◆ VORLIEGENDER AUSZUG:
■ ■ ■ ■ ■ ■ ■

Und hier noch ein Link zum Energiesektor: Chinas Energiesystem

Ansonsten bleibt nur zum Thema zu sagen: Ich nutze kein Social-Media (die Server verbrauchen massiv Energie), keine Clouds (das gleiche Spiel wie bei SM), mache keine Krypto, kaufe mir ein neues Handy nur wenn das alte kaputt ist und spiele Spiele immer im Offline Modus. Bei allem was eine permanente Verbindung zum Internet voraussetzt benutze ich einen Crack und mein PC hat kein Bling Bling. Mehr kann ich von meiner Seite auch nicht mehr machen um die Situation nicht zu verschlimmern.


----------



## Basileukum (26. September 2021)

Mein Gott, es ist halt Brechreizpropaganda. Man sieht nun halt verstärkt das Medium Videospiele als Objekt, welches propagandistisch noch zuwenig erschloßen ist. Im Gegensatz zum Fernsehen, Hellywood, Musik, Radio, Print, Schule, Social Media etc. wo das schon optimiert ist.

■ ■ ■ ■ ■ ■ ■

◆ AUFGEFÜHRTE DATEN:
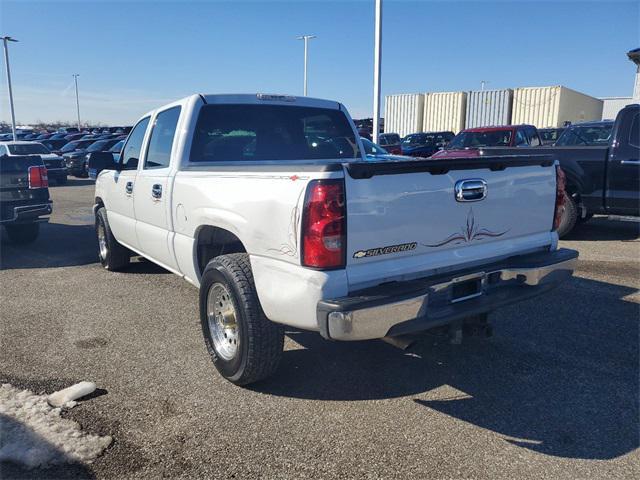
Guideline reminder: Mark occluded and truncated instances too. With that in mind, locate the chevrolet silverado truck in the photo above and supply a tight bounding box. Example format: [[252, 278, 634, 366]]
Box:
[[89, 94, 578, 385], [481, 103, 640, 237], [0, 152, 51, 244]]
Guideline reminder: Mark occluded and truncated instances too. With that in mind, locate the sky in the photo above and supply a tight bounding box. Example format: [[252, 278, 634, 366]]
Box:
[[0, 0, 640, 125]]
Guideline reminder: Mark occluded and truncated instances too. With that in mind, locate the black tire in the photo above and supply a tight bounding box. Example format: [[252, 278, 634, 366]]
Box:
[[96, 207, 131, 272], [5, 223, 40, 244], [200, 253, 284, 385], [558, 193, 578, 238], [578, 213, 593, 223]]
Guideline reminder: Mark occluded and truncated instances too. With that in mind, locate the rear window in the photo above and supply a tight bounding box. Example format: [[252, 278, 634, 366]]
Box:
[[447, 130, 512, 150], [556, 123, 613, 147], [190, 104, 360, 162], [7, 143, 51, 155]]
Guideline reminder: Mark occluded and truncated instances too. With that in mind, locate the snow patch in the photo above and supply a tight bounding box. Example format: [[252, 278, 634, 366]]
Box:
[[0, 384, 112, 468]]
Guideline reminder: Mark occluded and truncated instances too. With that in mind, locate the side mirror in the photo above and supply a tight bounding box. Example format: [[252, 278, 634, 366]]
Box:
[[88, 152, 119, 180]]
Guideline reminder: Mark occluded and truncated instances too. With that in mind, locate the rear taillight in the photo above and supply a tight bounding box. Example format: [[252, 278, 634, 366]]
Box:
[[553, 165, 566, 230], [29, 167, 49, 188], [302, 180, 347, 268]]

■ ■ ■ ■ ■ ■ ■

◆ BEARBEITE FOLGENDES:
[A] Schreibe aus dem Auszug den Abschnitt von „Und hier noch“ bis „(26. September 2021)“ wörtlich ab.
[B] Fasse den Auszug in zwei Sätzen zusammen.

◆ LÖSUNGEN:
[A]
Und hier noch ein Link zum Energiesektor: Chinas Energiesystem

Ansonsten bleibt nur zum Thema zu sagen: Ich nutze kein Social-Media (die Server verbrauchen massiv Energie), keine Clouds (das gleiche Spiel wie bei SM), mache keine Krypto, kaufe mir ein neues Handy nur wenn das alte kaputt ist und spiele Spiele immer im Offline Modus. Bei allem was eine permanente Verbindung zum Internet voraussetzt benutze ich einen Crack und mein PC hat kein Bling Bling. Mehr kann ich von meiner Seite auch nicht mehr machen um die Situation nicht zu verschlimmern.


----------



## Basileukum (26. September 2021)

[B] Im ersten Beitrag verzichtet die schreibende Person auf Social Media, Clouds und Krypto, kauft ein neues Handy nur bei einem Defekt, spielt offline und nutzt einen Crack, wenn ein Programm eine permanente Internetverbindung voraussetzt, um die Situation nicht zu verschlimmern. Im zweiten Beitrag bezeichnet Basileukum das Thema als Propaganda und hält Videospiele für ein Medium, das propagandistisch noch zu wenig erschlossen ist, anders als etwa Fernsehen, Musik, Radio, Print, Schule und Social Media.